▶ _Data for this task_

########################################

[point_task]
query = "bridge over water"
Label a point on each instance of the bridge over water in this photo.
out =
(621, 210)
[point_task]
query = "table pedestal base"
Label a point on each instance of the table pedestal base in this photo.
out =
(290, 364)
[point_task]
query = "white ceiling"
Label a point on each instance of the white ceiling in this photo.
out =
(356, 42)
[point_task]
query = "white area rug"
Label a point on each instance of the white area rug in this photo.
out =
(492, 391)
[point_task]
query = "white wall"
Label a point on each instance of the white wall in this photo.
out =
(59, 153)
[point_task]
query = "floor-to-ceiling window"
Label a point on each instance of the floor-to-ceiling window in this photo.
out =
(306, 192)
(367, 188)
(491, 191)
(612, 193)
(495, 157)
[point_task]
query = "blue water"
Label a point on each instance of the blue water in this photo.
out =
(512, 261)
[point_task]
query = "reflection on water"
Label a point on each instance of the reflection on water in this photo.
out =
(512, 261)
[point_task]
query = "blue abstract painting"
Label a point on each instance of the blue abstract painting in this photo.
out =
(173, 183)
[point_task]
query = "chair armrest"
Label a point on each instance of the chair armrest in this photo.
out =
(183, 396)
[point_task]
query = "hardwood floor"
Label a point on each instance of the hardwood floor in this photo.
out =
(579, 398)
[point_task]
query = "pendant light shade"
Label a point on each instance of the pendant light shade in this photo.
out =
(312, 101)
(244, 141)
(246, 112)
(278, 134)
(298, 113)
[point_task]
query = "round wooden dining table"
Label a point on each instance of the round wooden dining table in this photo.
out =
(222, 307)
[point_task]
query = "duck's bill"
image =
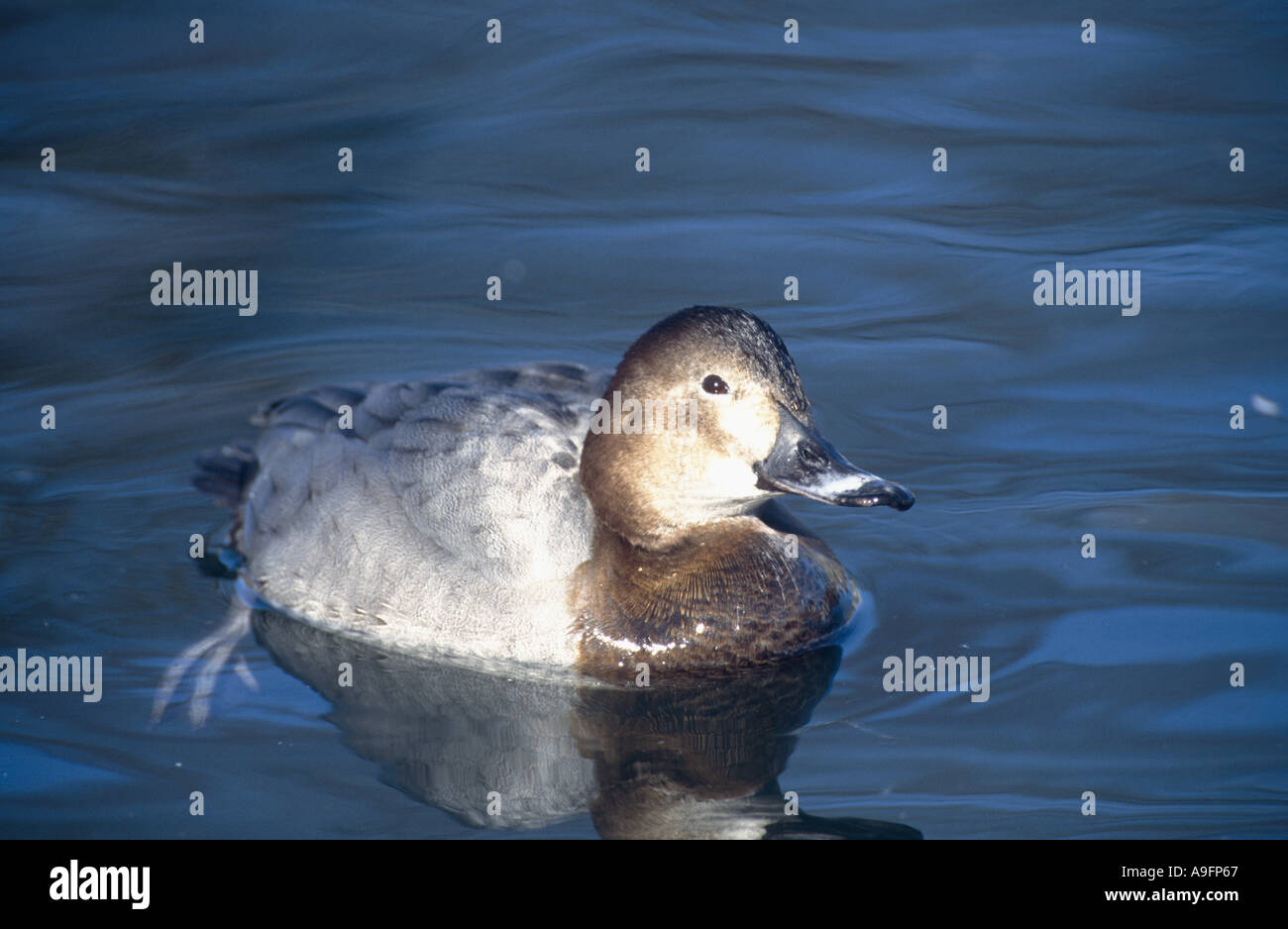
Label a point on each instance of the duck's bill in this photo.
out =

########################################

▶ _Your goal_
Could you restate each record word for word, keeping the pictures out?

▶ _Answer_
[point_task]
query = "bridge over water"
Label a point on each instance of the bridge over water in this photo.
out =
(621, 210)
[point_task]
query = "table pedestal base"
Label a point on each instance of the table pedestal base in this photo.
out =
(290, 364)
[point_task]
query = "white ceiling"
Label a point on each instance of the white ceiling in this photo.
out =
(356, 42)
[point_task]
query = "white area rug"
Label a point on each instance of the white area rug in this photo.
out =
(492, 391)
[point_task]
query = "white wall"
Label a point on each instance of the white wall in this photo.
out =
(59, 153)
[point_task]
query = "floor-to-ceiling window"
Label a point on each instance of the floor-to-ceiling window in this photo.
out =
(306, 192)
(367, 188)
(491, 191)
(612, 193)
(495, 157)
[point_task]
query = "blue water"
Label a point on each instance of the blue water in this photo.
out =
(512, 261)
[point_task]
query = "reflection on water"
Label a point on each instance of the reflection on water in this photo.
out =
(512, 261)
[point_task]
query = "blue abstract painting"
Label a point on each instance of the blue abstract painting in this photo.
out =
(173, 183)
[point_task]
query = "chair armrest"
Label a point on each instance of the chair armrest in this photo.
out =
(183, 396)
[point_task]
query = "hardwood floor"
Label a point on each instance of the hardwood floor in this photo.
out =
(579, 398)
[point_task]
query = "pendant light shade"
Label a point on each instance of the pendant light shade in this photo.
out =
(312, 101)
(244, 141)
(246, 112)
(278, 134)
(298, 113)
[point_task]
query = "round wooden dining table"
Label a point on each instance of the round wooden dining table in this photo.
out =
(222, 307)
[point_task]
query = "duck's bill"
image =
Label a point on each instance of the duck's bill in this photo.
out =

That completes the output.